- **Prompt**
Copy each of the items below word for word, leaving the pictures out of your answer.
----
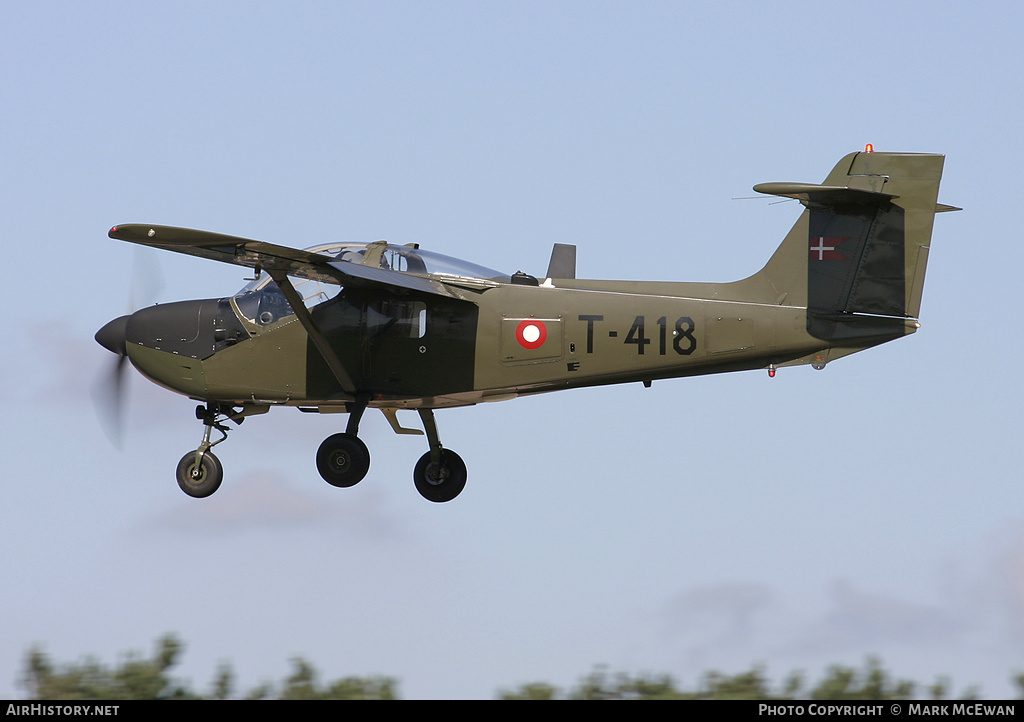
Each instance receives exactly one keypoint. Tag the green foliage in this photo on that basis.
(134, 679)
(140, 678)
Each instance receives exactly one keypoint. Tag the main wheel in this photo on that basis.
(343, 460)
(200, 481)
(442, 481)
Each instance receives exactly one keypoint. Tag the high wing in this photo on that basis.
(274, 259)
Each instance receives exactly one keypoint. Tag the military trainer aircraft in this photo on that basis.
(344, 327)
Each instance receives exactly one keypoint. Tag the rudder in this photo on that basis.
(865, 236)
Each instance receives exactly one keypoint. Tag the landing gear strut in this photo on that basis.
(200, 472)
(440, 473)
(343, 459)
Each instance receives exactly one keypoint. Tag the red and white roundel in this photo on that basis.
(531, 333)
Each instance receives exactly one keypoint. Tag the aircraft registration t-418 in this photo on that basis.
(344, 327)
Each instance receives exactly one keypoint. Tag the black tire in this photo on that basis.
(440, 482)
(203, 481)
(343, 460)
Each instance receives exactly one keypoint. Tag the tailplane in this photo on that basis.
(860, 249)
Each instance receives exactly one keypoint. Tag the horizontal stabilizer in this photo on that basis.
(825, 195)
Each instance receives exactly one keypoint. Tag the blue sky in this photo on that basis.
(817, 517)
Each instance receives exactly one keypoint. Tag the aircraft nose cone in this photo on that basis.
(112, 336)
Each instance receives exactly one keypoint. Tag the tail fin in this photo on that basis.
(861, 246)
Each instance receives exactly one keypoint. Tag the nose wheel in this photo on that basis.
(200, 472)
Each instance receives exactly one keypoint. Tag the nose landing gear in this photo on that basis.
(200, 472)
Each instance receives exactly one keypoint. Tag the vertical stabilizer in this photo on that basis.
(860, 247)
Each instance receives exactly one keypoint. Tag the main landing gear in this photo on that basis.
(343, 460)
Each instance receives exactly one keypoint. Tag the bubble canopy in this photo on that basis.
(261, 301)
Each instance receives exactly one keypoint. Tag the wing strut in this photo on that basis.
(317, 337)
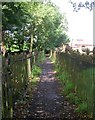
----
- **Finished answer**
Each instance receives exactly one keypoint. Tag the green foliage in this photo on that basis.
(134, 679)
(140, 678)
Each instance receives exactly one keypoint. Tag the main wheel in this photo on that basis.
(343, 460)
(200, 481)
(442, 481)
Each instance receives exactly one keypoint. Tag the high wing in this photo on that basis.
(274, 259)
Each instance receives exactly one keypoint. Tag the military trainer aircraft in this photo on that basis.
(344, 327)
Each instance receives exactly one keypoint. Tag the rudder in this photo on that basis.
(865, 236)
Each instance receives exactly one keypoint. Tag the landing gear strut in this photo on that basis.
(200, 472)
(440, 473)
(343, 459)
Each instance receives exactly one keypoint. Tag the red and white roundel in this photo on that basis.
(531, 333)
Each instance receives exactly one keypoint. Tag the aircraft registration t-418 in this photo on that basis.
(344, 327)
Each instance receives exactly one keypoint. Tag the black tire in this photo on that basis.
(440, 482)
(203, 481)
(343, 460)
Each instance receives exactly one keypoint. Tag the tailplane in this photo on that basis.
(860, 249)
Each instance receives exactly one keypoint. Tag the horizontal stabilizer in this photo on that basis.
(825, 195)
Each instance receives exactly one keypoint. Tag the blue sky in this photo on that basis.
(817, 517)
Each instance receives exactly one keypoint. Tag the aircraft nose cone in this photo on that basis.
(112, 336)
Each instance receives exactly one keypoint. Tag the tail fin in this photo on that basis.
(861, 246)
Each instance receives exactly one keypoint. Tag the nose wheel in this photo on that basis.
(200, 472)
Each instance receives exactly one keypoint. Tag the nose landing gear in this photo on that basis.
(200, 472)
Each instance receives exactly one keypoint. Tag the vertical stabilizer in this photo on that basis.
(860, 247)
Each instance receives exactly one keypoint. Tag the main landing gear in this photo on that basis.
(343, 460)
Each instance receives exactly one keypoint. Tag the bubble canopy in this photo on that basis.
(261, 301)
Each instance receives exactly one keypoint. Tag the wing strut in this photo on that basis.
(317, 337)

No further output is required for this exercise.